▶ _Given passage_
=-=-=-=-=

Sunday, July 19, 2009

UnsatisfiedLinkError with Surefire (on Mac OS X)

Wow, this was a needle in a hay stack. I recently needed to use LinkGrammar on my Mac OS X, and I wanted to use it via the Java Native Interfaces (JNI). I had been using LinkGrammar on my linux (ubuntu) boxes for some time. So, I was no stranger to compiling it with the java support. I even tested the compilation and install with:


nm /usr/local/lib/liblink-grammar-java.a | grep Java

However, when I was running maven, I received an UnsatisfiedLinkError. After MUCH googling I found:
http://www.nabble.com/Trouble-with-Java-Native-Libraries-td20293666.html

Simply setting the system property in maven for surefire is not sufficient, because maven changes the system property at runtime, which is too late for the VM to link to the library. Thus you need to use the following in your build section of your pom:


          <plugin>
              <groupid>org.apache.maven.plugins</groupid>
              <artifactid>maven-surefire-plugin</artifactid>
              <configuration>
                  <forkmode>once</forkmode>
                  <workingdirectory>target</workingdirectory>
                  <argline>-Djava.library.path=/usr/local/lib</argline>
              </configuration>
           </plugin>

After that, the VM will link to your libraries and surefire and all dependent tests should be able to see the java interfaces and access the necessary libraries.

Thursday, July 16, 2009

Rails Error: no such file to load -- application

I recently deployed an application I was building to production and received the following error:


no such file to load -- application

It turns out that Rails changed the name of the application controller between versions. My production environment was 2.2.2 and my development environment was 2.3.2. Renaming the application_controller file fixed everything.


mv app/controllers/application_controller.rb app/controllers/application.rb

Rake Production (Specifying an Environment to Rake)

I always forget how to specify an environment for rake commands. So I thought I would capture it here because, as it turns out, it is a hard thing to google.


rake RAILS_ENV=production db:migrate

Exec format error (in cron)

If you are like me, you sometimes get lazy and forget to include the shell command at the top of your scripts. This usually isn't a problem, but in certain cases (where the shell isn't set, or doesn't exist yet) it will cause problems. So, even if your script is set to be executable (chmod +x), you'll receive an error like:


Exec format error

Just such a case manifests itself when using a script through cron (and run-parts). To remedy this problem put the following at the beginning of the script:


#!/bin/sh

That way, the system will know what to use when executing the script.

Wednesday, July 15, 2009

An Elegant Matching Algorithm In Ruby

Recently, I wanted to sit down a learn ruby (independent of rails), so I grabbed a fairly standard hacking problem and went to town on it. I now love ruby more than ever.

The Problem:
Given a set of people and a set of jobs, where each person may take a different amount of time to do each job, optimally match people to jobs (1:1) to minimize the amount of time it will take to complete all jobs.

Many people will recognize this as a standard matching problem for which the Hungarian Algorithm is a known solution. But for those that have implemented the Hungarian Algorithm (or seen implementations of it), you know well enough to steer clear. It is error prone, and a very specific algorithm. So, I sought to implement a more elegant (and generally applicable) solution using graphs.

=-=-=-=-=

▶ _Raw records_
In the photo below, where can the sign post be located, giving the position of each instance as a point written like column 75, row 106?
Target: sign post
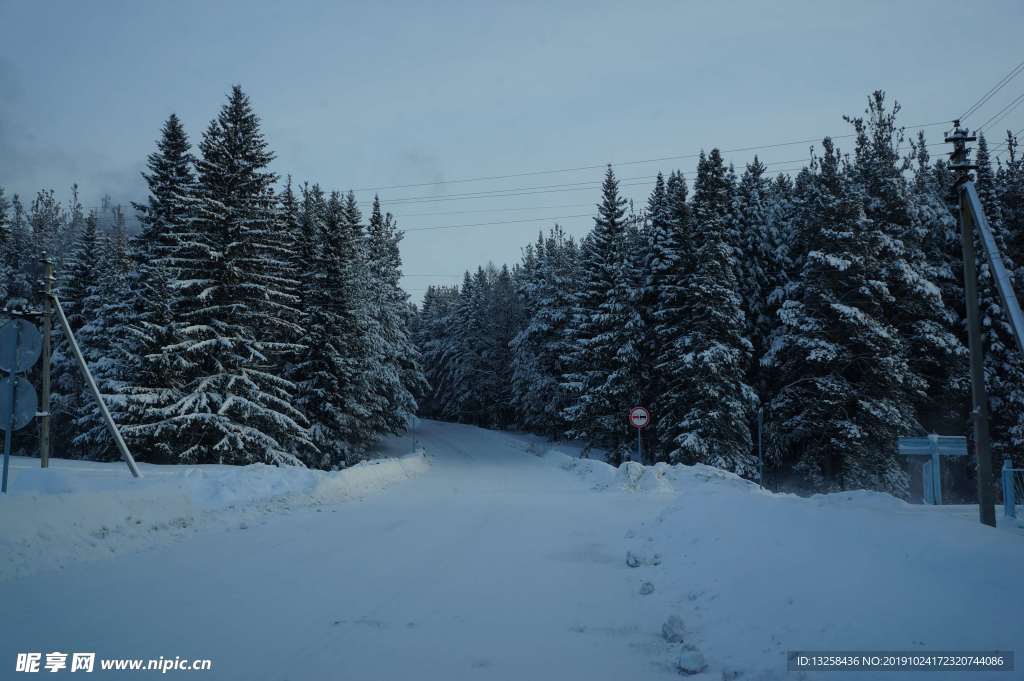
column 639, row 419
column 20, row 345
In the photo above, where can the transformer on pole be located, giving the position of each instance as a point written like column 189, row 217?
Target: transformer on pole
column 972, row 219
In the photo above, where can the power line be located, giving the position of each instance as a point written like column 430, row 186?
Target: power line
column 991, row 92
column 679, row 157
column 1003, row 144
column 485, row 224
column 516, row 190
column 497, row 210
column 1006, row 111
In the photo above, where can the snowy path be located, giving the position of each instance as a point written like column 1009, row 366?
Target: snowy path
column 497, row 563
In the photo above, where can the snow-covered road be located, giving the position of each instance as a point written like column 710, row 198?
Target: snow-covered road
column 501, row 563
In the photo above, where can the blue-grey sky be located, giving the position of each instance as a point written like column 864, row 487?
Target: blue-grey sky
column 368, row 94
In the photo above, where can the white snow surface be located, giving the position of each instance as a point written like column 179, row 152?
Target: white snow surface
column 487, row 555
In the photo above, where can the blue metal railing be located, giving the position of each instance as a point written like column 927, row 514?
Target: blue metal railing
column 1013, row 487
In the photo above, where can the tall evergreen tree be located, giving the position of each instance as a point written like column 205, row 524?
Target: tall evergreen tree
column 708, row 407
column 848, row 388
column 601, row 377
column 233, row 408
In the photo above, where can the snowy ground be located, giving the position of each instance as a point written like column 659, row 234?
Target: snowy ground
column 495, row 557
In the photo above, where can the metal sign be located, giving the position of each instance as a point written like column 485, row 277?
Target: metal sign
column 639, row 418
column 29, row 343
column 934, row 447
column 19, row 348
column 25, row 406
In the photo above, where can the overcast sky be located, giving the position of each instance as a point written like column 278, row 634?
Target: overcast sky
column 364, row 95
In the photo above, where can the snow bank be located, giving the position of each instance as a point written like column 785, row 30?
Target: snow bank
column 81, row 510
column 659, row 478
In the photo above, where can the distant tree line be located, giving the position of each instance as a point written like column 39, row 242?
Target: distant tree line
column 248, row 322
column 832, row 300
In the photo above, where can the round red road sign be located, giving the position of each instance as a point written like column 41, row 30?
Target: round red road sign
column 639, row 417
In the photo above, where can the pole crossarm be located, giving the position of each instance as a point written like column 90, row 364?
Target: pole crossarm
column 999, row 273
column 115, row 433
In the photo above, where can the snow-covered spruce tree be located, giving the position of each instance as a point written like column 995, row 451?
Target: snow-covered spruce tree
column 395, row 374
column 46, row 220
column 435, row 343
column 20, row 254
column 506, row 317
column 937, row 242
column 155, row 368
column 600, row 377
column 165, row 215
column 670, row 269
column 912, row 302
column 547, row 288
column 109, row 349
column 757, row 264
column 464, row 399
column 6, row 248
column 233, row 408
column 79, row 283
column 1011, row 181
column 848, row 387
column 1004, row 364
column 331, row 373
column 708, row 408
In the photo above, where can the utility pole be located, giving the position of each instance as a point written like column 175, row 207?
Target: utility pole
column 44, row 413
column 960, row 164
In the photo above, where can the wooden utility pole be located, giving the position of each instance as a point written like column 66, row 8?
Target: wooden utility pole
column 960, row 163
column 44, row 412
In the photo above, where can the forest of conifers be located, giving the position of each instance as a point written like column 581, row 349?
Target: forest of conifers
column 830, row 300
column 256, row 320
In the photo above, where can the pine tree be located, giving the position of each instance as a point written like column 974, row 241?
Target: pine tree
column 911, row 299
column 848, row 388
column 396, row 377
column 601, row 376
column 434, row 339
column 107, row 345
column 233, row 408
column 708, row 408
column 331, row 374
column 1004, row 365
column 547, row 288
column 155, row 370
column 6, row 248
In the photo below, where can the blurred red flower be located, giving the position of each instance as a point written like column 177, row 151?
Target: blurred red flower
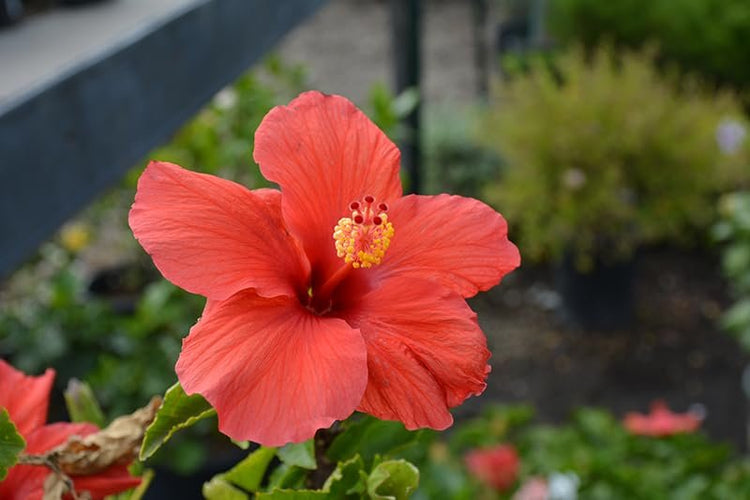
column 27, row 398
column 496, row 467
column 332, row 295
column 660, row 422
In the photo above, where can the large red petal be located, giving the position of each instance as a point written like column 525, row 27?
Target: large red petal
column 458, row 242
column 324, row 153
column 274, row 371
column 27, row 481
column 25, row 397
column 214, row 237
column 426, row 353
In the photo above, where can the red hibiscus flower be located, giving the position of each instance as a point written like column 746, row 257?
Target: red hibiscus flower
column 332, row 295
column 497, row 467
column 660, row 422
column 26, row 399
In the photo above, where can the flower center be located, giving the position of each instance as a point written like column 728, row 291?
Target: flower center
column 363, row 238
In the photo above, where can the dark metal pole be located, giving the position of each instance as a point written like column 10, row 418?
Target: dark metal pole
column 407, row 33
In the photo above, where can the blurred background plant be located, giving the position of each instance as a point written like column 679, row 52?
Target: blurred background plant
column 733, row 230
column 605, row 154
column 707, row 37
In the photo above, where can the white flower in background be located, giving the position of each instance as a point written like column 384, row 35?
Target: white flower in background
column 562, row 486
column 574, row 178
column 729, row 135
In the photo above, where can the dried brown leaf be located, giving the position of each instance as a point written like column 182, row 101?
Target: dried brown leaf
column 117, row 444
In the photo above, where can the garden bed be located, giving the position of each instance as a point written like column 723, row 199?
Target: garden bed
column 674, row 351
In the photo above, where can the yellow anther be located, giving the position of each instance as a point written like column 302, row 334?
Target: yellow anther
column 363, row 238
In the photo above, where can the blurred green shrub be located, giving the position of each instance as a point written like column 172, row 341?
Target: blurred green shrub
column 734, row 231
column 604, row 154
column 705, row 36
column 454, row 161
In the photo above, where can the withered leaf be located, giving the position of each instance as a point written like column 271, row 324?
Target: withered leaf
column 117, row 444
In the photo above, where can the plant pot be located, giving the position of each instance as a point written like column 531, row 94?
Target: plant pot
column 598, row 300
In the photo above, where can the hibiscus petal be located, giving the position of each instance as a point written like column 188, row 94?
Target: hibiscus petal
column 458, row 242
column 274, row 371
column 425, row 350
column 324, row 153
column 25, row 397
column 214, row 237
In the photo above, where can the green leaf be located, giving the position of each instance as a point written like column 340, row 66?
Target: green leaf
column 219, row 489
column 293, row 495
column 347, row 479
column 299, row 454
column 287, row 477
column 146, row 478
column 178, row 411
column 249, row 473
column 393, row 480
column 82, row 404
column 11, row 443
column 368, row 437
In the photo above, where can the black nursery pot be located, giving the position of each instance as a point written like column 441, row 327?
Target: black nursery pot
column 599, row 300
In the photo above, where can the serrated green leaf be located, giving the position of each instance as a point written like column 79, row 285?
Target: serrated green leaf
column 299, row 454
column 219, row 489
column 178, row 411
column 347, row 479
column 287, row 477
column 11, row 443
column 368, row 437
column 393, row 480
column 249, row 473
column 293, row 495
column 82, row 404
column 140, row 490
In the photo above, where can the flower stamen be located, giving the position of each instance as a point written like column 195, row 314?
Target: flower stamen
column 363, row 238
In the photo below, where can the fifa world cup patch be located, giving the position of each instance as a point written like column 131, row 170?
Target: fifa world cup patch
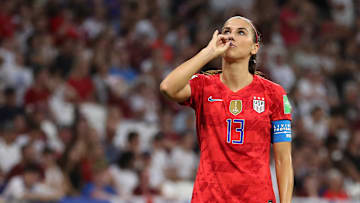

=-=-=-=-=

▶ _What the task requires_
Rewrite the part of the given passage that opens with the words "Exec format error (in" and closes with "executing the script.", putting "launchd" in place of "cron" wherever it occurs.

▶ _Exercise solution_
Exec format error (in launchd)

If you are like me, you sometimes get lazy and forget to include the shell command at the top of your scripts. This usually isn't a problem, but in certain cases (where the shell isn't set, or doesn't exist yet) it will cause problems. So, even if your script is set to be executable (chmod +x), you'll receive an error like:


Exec format error

Just such a case manifests itself when using a script through launchd (and run-parts). To remedy this problem put the following at the beginning of the script:


#!/bin/sh

That way, the system will know what to use when executing the script.